**SOURCE PASSAGE**

==*==

A survey of several hundred veterans with mild brain injury, most coming in combat and from exposure to blast, shows that 60% reported suffering a neurological condition that involves exaggerated emotional responses such as crying or laughing.
"We were little surprised by the findings for this population," said Regina McGlinchey, director of the Translational Research Center for TBI and Stress Disorders at a VA hospital in Boston. "We didn't expect to see that high of a prevalence."
It is possible that many combat veterans suffer from the affliction but do not talk about it, she said.
The research was a collaboration between the Department of Veterans Affairs and a pharmaceutical company that manufactures a drug to treat the conditions. Findings will be presented Friday at the 10th World Conference on Brain Injury in San Francisco.

==*==

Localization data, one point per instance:
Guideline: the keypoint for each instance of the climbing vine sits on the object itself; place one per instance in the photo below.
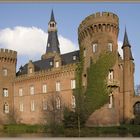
(96, 92)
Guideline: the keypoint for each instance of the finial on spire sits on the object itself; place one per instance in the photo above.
(52, 16)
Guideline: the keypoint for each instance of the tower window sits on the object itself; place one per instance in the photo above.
(5, 72)
(110, 47)
(45, 106)
(6, 108)
(5, 92)
(32, 90)
(73, 103)
(21, 107)
(73, 84)
(94, 47)
(20, 92)
(137, 108)
(32, 105)
(57, 86)
(84, 52)
(30, 70)
(51, 63)
(44, 88)
(74, 57)
(58, 103)
(56, 64)
(52, 25)
(111, 100)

==*==

**TASK TO COMPLETE**
Please copy out the passage on the brain injury survey of veterans word for word, in full.

**SOLUTION**
A survey of several hundred veterans with mild brain injury, most coming in combat and from exposure to blast, shows that 60% reported suffering a neurological condition that involves exaggerated emotional responses such as crying or laughing.
"We were little surprised by the findings for this population," said Regina McGlinchey, director of the Translational Research Center for TBI and Stress Disorders at a VA hospital in Boston. "We didn't expect to see that high of a prevalence."
It is possible that many combat veterans suffer from the affliction but do not talk about it, she said.
The research was a collaboration between the Department of Veterans Affairs and a pharmaceutical company that manufactures a drug to treat the conditions. Findings will be presented Friday at the 10th World Conference on Brain Injury in San Francisco.